*Instructions to follow*. Leave every picture out, and retype all the remaining records exactly.
Start of Data in this exercise
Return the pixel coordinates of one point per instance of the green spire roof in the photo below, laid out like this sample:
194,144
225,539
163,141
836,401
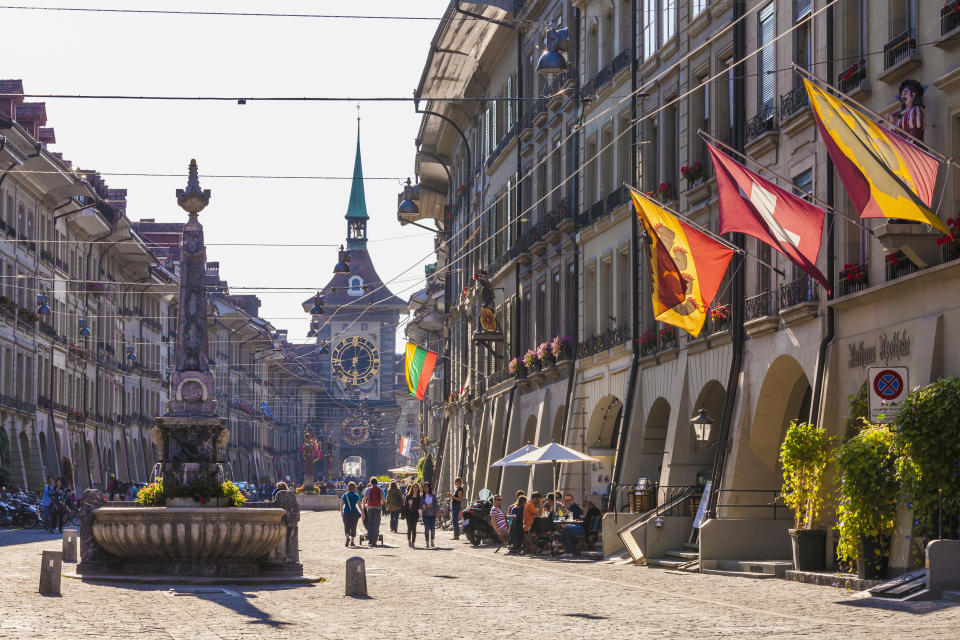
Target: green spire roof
End of Data in this exercise
*Response to the task*.
Return the pixel coordinates of one point per instance of the green spire roof in the photo below, laid out like this sample:
194,144
225,539
163,141
836,401
Target: green spire roof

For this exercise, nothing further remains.